-- Action item --
From the records below, give the number of lines that contain the string "could", without any other text.

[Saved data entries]
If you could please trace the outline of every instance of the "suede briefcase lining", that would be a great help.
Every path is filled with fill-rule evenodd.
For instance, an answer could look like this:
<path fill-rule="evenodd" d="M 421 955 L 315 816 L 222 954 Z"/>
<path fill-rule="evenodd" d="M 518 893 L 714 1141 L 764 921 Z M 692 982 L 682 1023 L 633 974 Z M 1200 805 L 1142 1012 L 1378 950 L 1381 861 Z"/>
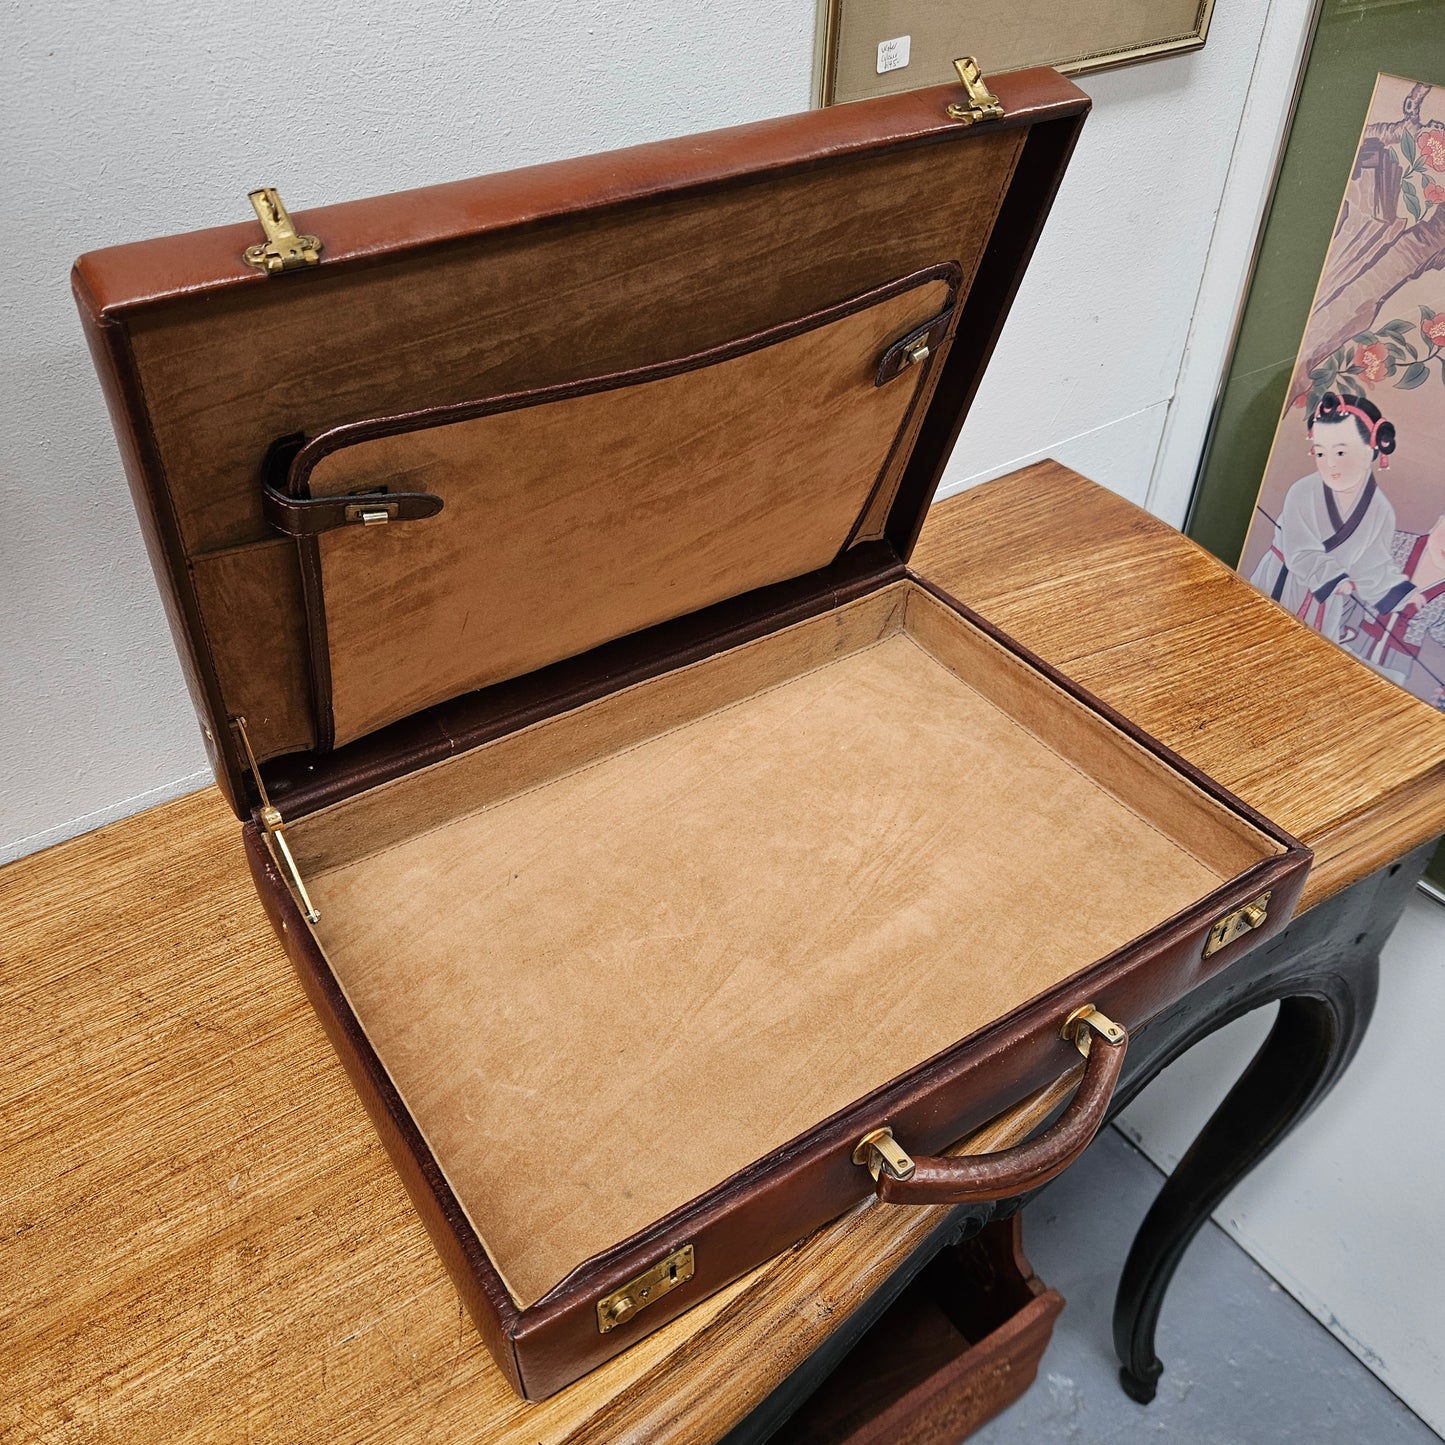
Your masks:
<path fill-rule="evenodd" d="M 435 703 L 826 566 L 869 509 L 946 342 L 956 266 L 641 372 L 378 418 L 310 441 L 288 490 L 441 512 L 298 539 L 318 737 Z M 314 563 L 308 559 L 314 558 Z"/>
<path fill-rule="evenodd" d="M 1279 851 L 911 583 L 289 833 L 523 1305 Z"/>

-- Expected answer --
2